Description of the task - Reproduce only the lines starting at the one containing "Is there any boy's ear" and ending at the one containing "696, 175, 1180, 896", substituting "image" for every "photo" and leaving everything else unchanged.
◆ ◆ ◆ ◆
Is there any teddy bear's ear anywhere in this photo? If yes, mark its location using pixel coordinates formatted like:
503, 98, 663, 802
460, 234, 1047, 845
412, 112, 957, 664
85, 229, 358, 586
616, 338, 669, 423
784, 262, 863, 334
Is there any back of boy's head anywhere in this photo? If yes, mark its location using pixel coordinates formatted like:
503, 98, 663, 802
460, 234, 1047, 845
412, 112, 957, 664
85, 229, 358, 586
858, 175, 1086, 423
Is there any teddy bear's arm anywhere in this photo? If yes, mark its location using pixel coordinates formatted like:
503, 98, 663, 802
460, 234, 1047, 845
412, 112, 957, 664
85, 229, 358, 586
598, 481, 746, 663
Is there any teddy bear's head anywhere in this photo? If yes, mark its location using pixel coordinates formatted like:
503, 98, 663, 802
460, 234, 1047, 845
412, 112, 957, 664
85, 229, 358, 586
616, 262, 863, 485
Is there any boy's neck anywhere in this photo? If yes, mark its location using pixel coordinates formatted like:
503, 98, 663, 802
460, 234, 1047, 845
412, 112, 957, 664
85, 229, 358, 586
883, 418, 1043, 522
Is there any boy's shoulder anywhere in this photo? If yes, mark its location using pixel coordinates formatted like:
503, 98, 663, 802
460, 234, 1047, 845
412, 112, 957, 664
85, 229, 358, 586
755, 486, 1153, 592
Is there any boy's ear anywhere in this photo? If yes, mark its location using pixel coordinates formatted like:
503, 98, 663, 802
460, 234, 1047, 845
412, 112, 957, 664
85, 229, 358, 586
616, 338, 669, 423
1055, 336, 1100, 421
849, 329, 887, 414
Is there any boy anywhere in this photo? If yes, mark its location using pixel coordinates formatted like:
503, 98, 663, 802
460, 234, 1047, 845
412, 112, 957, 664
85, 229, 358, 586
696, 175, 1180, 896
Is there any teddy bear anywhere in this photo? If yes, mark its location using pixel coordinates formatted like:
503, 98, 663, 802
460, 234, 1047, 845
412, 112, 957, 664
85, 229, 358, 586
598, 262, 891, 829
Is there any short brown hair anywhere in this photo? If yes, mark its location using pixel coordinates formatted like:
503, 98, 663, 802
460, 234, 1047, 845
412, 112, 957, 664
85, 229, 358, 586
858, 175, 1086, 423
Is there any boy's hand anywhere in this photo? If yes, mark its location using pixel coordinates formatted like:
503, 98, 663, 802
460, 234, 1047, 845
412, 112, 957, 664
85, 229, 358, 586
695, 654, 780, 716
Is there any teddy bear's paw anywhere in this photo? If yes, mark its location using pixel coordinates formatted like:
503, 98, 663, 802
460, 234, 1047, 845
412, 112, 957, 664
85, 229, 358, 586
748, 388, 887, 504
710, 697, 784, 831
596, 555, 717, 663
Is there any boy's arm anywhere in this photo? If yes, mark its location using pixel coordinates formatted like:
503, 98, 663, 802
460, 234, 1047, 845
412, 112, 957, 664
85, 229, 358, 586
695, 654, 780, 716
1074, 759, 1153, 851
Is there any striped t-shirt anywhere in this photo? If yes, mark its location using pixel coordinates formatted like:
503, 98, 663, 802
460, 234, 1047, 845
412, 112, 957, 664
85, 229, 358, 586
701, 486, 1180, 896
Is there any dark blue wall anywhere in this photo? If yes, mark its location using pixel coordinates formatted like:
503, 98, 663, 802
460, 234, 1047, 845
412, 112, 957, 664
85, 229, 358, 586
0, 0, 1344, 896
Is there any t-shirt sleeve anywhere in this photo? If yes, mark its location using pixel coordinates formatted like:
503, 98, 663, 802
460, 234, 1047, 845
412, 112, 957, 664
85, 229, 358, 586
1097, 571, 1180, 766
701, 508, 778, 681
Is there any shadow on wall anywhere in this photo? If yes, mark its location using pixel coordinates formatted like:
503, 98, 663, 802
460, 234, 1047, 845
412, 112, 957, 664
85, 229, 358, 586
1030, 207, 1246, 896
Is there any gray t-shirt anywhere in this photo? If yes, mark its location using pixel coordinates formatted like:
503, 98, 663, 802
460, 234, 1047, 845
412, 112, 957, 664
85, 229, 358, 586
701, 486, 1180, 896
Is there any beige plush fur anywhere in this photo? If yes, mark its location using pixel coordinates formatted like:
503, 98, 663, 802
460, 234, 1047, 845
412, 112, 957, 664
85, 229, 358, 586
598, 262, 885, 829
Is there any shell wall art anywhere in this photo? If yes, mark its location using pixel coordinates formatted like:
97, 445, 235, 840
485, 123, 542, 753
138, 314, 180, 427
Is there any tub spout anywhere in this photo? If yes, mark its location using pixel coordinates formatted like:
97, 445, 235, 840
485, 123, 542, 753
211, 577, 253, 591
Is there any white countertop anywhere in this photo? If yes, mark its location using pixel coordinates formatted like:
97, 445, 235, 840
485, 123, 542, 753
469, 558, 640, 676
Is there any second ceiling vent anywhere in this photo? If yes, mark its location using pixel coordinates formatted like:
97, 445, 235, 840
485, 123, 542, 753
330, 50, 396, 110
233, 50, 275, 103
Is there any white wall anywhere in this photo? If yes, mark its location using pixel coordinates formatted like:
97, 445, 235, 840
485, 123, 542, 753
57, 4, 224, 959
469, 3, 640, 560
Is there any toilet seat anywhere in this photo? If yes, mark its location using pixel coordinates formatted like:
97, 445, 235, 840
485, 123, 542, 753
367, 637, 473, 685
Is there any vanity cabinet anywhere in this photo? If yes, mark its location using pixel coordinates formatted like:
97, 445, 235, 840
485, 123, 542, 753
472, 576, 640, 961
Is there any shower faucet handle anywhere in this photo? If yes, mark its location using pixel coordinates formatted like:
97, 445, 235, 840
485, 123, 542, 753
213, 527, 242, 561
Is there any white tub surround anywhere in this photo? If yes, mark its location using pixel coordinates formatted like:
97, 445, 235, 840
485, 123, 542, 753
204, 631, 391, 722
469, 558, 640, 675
◆ ◆ ◆ ◆
Solved exercise -
Is there any boy's ear anywhere in this image? If yes, mark its location using pixel coordinates formatted like:
503, 98, 663, 802
460, 234, 1047, 845
412, 112, 957, 664
85, 229, 358, 586
616, 338, 669, 423
1055, 336, 1100, 421
849, 329, 887, 414
Is there any boy anywhere in this image? If yes, mark its location using pixel coordinates formatted like:
503, 98, 663, 802
460, 234, 1047, 845
412, 112, 957, 664
85, 229, 358, 586
696, 175, 1180, 896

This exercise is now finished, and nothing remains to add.